MATCH (eng2:Employee {name: 'Eve'}), (eng1:Employee {name: 'Dave'})
CREATE (eng2)-[:REPORTS_TO]->(eng1);

-- Query entire management chain
MATCH (employee:Employee {name: 'Eve'})-[:REPORTS_TO*]->(manager:Employee)
RETURN manager.name, manager.title
ORDER BY length([(employee)-[:REPORTS_TO*]->(manager) | 1]);

-- Find all direct and indirect reports
MATCH (manager:Employee {name: 'Bob'})<-[:REPORTS_TO*]-(report:Employee)
RETURN count(report) as total_reports;

Pattern 4: Time-Based Modeling

Example: Historical relationships

-- Model job history with time-bound relationships
CREATE (alice:Person {name: 'Alice'});
CREATE (acme:Company {name: 'Acme Corp'});
CREATE (techco:Company {name: 'TechCo Inc'});

-- Past employment
CREATE (alice)-[:WORKED_AT {
    start_date: date('2018-01-15'),
    end_date: date('2021-06-30'),
    title: 'Software Engineer',
    current: false
}]->(acme);

-- Current employment
CREATE (alice)-[:WORKED_AT {
    start_date: date('2021-07-01'),
    end_date: null,
    title: 'Senior Engineer',
    current: true
}]->(techco);

-- Query current employer
MATCH (person:Person {name: 'Alice'})-[job:WORKED_AT]->(company:Company)

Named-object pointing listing

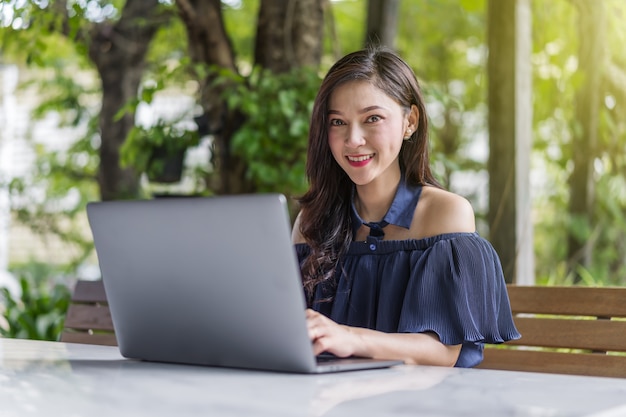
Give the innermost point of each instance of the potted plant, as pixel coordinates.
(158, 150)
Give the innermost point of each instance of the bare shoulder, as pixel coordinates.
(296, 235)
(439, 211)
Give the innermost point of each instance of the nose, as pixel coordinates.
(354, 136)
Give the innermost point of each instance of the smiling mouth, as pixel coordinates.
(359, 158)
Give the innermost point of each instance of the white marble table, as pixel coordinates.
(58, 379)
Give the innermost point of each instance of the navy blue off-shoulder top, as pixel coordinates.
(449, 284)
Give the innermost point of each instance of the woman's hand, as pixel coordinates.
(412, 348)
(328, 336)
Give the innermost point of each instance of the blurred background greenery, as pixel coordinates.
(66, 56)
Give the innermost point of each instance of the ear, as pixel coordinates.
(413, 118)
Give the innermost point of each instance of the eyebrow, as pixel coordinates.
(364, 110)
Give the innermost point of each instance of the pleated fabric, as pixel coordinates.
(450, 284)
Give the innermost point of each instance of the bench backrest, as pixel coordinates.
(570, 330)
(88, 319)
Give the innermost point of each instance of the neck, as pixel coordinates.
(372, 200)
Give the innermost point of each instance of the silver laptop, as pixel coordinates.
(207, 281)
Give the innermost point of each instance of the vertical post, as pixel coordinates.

==

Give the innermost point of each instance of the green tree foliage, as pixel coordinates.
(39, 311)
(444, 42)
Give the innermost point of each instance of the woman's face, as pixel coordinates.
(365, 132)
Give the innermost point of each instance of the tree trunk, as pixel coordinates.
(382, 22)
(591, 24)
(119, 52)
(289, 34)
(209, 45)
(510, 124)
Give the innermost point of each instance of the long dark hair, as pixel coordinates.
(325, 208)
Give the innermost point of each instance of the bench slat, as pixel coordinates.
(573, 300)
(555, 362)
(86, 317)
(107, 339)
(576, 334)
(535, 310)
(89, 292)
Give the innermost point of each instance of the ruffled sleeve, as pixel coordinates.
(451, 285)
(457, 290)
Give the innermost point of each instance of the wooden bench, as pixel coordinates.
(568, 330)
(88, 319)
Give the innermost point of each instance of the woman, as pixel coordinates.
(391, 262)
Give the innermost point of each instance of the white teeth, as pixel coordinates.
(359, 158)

PROBLEMS -
A – In the graph modeling excerpt, what title does Alice hold at her current employer?
B – Copy out the stretch of the listing from the line that contains "hand, as pixel coordinates." through the line that contains "Give the innermost point of each instance of the vertical".

OUTPUTS IN ORDER -
A – Senior Engineer

B –
Give the innermost point of each instance of the woman's hand, as pixel coordinates.
(412, 348)
(328, 336)
Give the innermost point of each instance of the blurred background greenery, as pixel coordinates.
(66, 56)
Give the innermost point of each instance of the ear, as pixel coordinates.
(413, 118)
Give the innermost point of each instance of the eyebrow, as pixel coordinates.
(364, 110)
Give the innermost point of each instance of the pleated fabric, as pixel coordinates.
(450, 284)
Give the innermost point of each instance of the bench backrest, as pixel coordinates.
(570, 330)
(88, 319)
Give the innermost point of each instance of the neck, as pixel coordinates.
(372, 200)
Give the innermost point of each instance of the silver laptop, as pixel coordinates.
(207, 281)
Give the innermost point of each instance of the vertical post, as pixel coordinates.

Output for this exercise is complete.